On March 8th, the applicant recieved a letter from the respondent advising that its bargaining-unit employees had been incorporated into a new composite Local representing employees of various companies. On March 11th, with Mr. Falkowski still not having made contact with Mr. Sandell, Regina Young walked into Mr. Falkowski's office and announced that she was unable to take the employer's harassment any longer, and had quit. She further advised that the second member of the bargaining committee was withdrawing from the committee before the same sort of things would happen to her. At that point, Mr. Falkowski testified, he realized that he was once again not in a position to meet with the company. He pointed out that his union is extremely reluctant, notwithstanding what occurred in the fall, to bargain with an employer without the presence of people having direct knowledge of the situation in the plant. He therefore drafted another notice of meeting, and obtained Mr. Sanders' approval to post it in the Brampton facility. Mr. Sandell, for his part, recalled in his testimony that George Sanders did call him to obtain approval for the posting of a second Notice, but was of the tentative view that this second incident likely occurred sometime in February as well.
This last Notice, in any event, announced a meeting for March 30, 1982. The meeting was scheduled to take place one hour before a meeting of the new composite local, Local 1888. Five employees from the applicant's Brampton Plant showed up at the West Bend meeting, and a bargaining committee of two was elected. Another meeting was then scheduled for April 1st at 7:30 p.m. to go over the bargaining proposals already developed, and discuss the need for any changes to them. On the afternoon of April 1st, however, the respondent received notice from the Board of the present application. Mr. Falkowski met with the employee committee as scheduled later that day and prepared a revised set of bargaining proposals. The next day he sent to the applicant the telegram already referred to earlier in the decision, in which he indicated the respondent's preparedness to meet. That is how matters stand at the present time.
It is clear that the respondent has not at all times acted as diligently as its own interests might have dictated. The Board does not find this to be a case, however, in which the evidence demonstrates a lack of interest at any time on the part of the respondent in pursuing its bargaining mandate. On the contrary, the respondent during this period dedicated a good deal of time and activity toward advancing the situation to the point where it could meaningfully begin to bargain for the employees. Its task was made more difficult by the health problems of Mr. Falkowski, and the expressed reluctance of employees to serve in as overt a role as member of the bargaining committee. Neither of these are matters which reasonably could be said to lie within the control of the respondent, nor for which any "fault" could be attached to the respondent. The respondent was not, in the Board's view, simply stalling for time in order to consolidate its support. The applicant argues that the respondent's delay caused prejudice to the applicant in the sense that it was unable to establish its costs for price-setting purposes, and that employees in the bargaining unit were asking about the status of negotiations. It is not without significance, however, that the applicant itself was in full awareness, through the notices it approved if nothing else, of both the respondent's continued presence on the scene and its bargaining-related activities on behalf of the applicant's employees. Yet at no time prior to the filing of the instant application did the applicant indicate to the respondent that the status of negotiations was anything less than acceptable to it.

•••

■ Written problem 1 ■
Translate this sentence from the labor board decision into Spanish: "This last Notice, in any event, announced a meeting for March 30, 1982."
■ Written problem 2 ■
Convert the records, starting at the line that contains "of the metal" and ending at the last line of the records, into a Markdown table with two columns, No. for the row number and Line for the line itself. Leave out blank lines.

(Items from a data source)
•••

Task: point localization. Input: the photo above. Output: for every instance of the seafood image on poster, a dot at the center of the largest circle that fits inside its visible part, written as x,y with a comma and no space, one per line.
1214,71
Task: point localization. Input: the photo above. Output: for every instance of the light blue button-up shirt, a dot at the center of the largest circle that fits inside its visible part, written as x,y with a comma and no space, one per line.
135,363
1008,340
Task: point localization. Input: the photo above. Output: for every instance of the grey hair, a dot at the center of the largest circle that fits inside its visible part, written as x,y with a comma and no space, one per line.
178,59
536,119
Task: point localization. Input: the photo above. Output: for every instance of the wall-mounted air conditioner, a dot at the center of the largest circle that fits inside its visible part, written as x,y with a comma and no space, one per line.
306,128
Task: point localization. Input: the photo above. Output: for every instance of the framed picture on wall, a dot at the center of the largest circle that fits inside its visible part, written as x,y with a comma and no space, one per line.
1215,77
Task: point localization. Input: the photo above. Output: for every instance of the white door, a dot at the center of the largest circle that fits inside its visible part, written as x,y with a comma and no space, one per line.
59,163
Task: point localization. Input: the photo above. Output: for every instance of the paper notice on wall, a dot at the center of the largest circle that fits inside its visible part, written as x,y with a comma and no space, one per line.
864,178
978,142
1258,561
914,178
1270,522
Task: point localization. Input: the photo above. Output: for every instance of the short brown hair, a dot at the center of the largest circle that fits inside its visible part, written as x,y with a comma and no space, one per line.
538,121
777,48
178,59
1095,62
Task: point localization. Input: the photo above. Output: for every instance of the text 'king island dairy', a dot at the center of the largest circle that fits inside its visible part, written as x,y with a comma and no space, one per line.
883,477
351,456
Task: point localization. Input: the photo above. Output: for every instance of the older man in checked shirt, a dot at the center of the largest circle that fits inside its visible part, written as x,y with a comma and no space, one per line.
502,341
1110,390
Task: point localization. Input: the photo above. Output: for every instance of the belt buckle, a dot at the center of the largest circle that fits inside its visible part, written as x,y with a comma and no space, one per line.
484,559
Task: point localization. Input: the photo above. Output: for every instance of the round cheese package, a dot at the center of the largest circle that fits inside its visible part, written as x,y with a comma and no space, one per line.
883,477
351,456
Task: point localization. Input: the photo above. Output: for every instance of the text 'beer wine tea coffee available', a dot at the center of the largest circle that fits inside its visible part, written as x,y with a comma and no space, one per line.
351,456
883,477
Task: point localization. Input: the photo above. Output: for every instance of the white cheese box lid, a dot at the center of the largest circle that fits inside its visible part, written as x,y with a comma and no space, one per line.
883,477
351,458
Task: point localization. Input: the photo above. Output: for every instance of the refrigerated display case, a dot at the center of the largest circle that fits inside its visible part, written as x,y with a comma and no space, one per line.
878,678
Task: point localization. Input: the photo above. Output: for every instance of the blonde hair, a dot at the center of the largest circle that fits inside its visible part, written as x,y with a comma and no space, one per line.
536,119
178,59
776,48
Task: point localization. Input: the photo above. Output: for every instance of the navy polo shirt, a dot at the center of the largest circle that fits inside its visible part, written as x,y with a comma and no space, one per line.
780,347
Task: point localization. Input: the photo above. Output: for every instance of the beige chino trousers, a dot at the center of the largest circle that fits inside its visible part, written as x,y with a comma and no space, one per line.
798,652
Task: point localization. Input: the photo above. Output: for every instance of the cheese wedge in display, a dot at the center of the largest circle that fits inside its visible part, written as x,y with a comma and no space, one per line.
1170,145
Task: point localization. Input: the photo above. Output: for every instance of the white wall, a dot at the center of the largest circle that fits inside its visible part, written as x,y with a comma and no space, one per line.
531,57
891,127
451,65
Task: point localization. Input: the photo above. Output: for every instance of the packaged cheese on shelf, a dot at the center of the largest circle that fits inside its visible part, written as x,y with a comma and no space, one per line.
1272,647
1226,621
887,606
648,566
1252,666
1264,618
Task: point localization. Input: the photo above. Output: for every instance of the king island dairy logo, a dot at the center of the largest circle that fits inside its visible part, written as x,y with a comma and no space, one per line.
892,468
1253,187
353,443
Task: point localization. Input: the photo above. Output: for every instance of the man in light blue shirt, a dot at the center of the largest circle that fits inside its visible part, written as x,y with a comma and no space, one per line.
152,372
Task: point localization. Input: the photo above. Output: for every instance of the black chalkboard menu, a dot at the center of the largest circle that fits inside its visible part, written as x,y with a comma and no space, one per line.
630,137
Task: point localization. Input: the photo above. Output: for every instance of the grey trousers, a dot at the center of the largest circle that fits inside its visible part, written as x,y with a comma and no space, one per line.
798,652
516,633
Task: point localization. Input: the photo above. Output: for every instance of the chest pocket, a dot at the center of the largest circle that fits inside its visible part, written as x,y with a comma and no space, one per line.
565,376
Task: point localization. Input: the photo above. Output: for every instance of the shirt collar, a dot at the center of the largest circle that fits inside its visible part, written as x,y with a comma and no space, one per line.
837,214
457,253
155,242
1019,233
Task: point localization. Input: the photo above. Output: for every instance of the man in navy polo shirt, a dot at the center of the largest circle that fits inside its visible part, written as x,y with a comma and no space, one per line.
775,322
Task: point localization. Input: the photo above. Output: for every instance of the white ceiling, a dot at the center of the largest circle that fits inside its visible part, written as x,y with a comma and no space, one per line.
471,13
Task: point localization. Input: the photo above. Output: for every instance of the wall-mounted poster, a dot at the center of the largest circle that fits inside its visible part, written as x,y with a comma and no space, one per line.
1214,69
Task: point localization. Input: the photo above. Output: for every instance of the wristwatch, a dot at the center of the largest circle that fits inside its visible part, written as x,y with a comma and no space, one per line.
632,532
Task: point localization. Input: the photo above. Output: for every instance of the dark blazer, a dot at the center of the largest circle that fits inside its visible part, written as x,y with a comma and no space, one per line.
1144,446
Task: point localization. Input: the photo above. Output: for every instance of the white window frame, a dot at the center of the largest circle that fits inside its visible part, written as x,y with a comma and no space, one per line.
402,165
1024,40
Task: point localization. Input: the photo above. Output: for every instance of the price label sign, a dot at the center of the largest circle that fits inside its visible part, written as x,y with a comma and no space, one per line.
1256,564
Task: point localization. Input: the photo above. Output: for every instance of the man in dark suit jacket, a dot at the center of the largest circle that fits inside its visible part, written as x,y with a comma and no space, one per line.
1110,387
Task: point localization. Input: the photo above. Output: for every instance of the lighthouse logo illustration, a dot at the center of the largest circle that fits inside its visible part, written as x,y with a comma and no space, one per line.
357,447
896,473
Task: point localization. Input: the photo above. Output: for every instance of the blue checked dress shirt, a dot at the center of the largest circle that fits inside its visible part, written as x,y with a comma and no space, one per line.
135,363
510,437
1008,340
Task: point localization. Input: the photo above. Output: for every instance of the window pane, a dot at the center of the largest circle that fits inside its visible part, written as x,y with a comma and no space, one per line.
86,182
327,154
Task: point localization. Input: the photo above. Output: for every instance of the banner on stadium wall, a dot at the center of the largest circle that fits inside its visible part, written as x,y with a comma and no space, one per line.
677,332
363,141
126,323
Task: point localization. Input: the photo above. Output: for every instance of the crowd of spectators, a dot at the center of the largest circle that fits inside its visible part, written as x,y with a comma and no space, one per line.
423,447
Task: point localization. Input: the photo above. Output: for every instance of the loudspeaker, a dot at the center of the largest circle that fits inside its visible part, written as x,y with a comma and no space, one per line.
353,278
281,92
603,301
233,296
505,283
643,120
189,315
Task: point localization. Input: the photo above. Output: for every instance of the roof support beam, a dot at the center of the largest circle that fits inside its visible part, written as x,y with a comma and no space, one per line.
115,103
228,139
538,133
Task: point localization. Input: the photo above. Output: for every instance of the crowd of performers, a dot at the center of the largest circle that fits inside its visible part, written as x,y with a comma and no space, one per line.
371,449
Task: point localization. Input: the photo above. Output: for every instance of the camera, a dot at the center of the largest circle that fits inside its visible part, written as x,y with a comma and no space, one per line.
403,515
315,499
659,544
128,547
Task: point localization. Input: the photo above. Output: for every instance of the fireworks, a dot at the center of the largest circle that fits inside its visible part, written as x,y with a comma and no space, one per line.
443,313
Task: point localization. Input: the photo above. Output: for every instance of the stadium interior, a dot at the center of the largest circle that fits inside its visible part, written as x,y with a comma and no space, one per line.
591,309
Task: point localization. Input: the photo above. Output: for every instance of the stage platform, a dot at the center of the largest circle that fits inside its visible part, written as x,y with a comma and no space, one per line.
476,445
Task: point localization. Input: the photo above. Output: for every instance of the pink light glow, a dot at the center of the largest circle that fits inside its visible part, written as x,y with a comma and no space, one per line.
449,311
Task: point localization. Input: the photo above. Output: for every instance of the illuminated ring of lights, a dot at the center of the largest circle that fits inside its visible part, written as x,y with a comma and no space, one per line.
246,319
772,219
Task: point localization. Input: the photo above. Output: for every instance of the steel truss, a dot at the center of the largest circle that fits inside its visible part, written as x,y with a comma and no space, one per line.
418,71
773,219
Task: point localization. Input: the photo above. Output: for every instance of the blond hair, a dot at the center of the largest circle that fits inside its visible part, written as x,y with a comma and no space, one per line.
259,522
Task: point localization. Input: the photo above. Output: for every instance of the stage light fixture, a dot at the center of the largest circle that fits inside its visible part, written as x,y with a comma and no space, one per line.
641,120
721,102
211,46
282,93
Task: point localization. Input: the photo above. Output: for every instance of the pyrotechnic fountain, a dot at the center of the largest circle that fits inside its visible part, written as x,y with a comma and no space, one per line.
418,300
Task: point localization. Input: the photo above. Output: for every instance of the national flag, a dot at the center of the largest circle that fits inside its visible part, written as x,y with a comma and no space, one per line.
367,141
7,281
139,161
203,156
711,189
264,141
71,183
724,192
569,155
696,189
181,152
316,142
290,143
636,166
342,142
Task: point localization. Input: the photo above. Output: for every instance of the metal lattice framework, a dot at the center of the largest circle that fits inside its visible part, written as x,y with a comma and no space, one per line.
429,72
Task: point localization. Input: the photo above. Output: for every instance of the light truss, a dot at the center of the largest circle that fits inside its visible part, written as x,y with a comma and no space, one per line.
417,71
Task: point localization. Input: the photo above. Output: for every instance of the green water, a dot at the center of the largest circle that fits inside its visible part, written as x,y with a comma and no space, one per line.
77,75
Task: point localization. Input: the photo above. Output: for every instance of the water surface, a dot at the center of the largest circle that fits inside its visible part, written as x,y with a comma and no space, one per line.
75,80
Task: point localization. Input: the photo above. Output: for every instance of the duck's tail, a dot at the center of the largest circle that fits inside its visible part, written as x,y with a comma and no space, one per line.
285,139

•••

■ Correct response 1 ■
Este último aviso, en todo caso, anunciaba una reunión para el 30 de marzo de 1982.

■ Correct response 2 ■
| No. | Line |
|---|---|
| 1 | Task: point localization. Input: the photo above. Output: for every instance of the metal lattice framework, a dot at the center of the largest circle that fits inside its visible part, written as x,y with a comma and no space, one per line. |
| 2 | 429,72 |
| 3 | Task: point localization. Input: the photo above. Output: for every instance of the light truss, a dot at the center of the largest circle that fits inside its visible part, written as x,y with a comma and no space, one per line. |
| 4 | 417,71 |
| 5 | Task: point localization. Input: the photo above. Output: for every instance of the green water, a dot at the center of the largest circle that fits inside its visible part, written as x,y with a comma and no space, one per line. |
| 6 | 77,75 |
| 7 | Task: point localization. Input: the photo above. Output: for every instance of the water surface, a dot at the center of the largest circle that fits inside its visible part, written as x,y with a comma and no space, one per line. |
| 8 | 75,80 |
| 9 | Task: point localization. Input: the photo above. Output: for every instance of the duck's tail, a dot at the center of the largest circle that fits inside its visible part, written as x,y with a comma and no space, one per line. |
| 10 | 285,139 |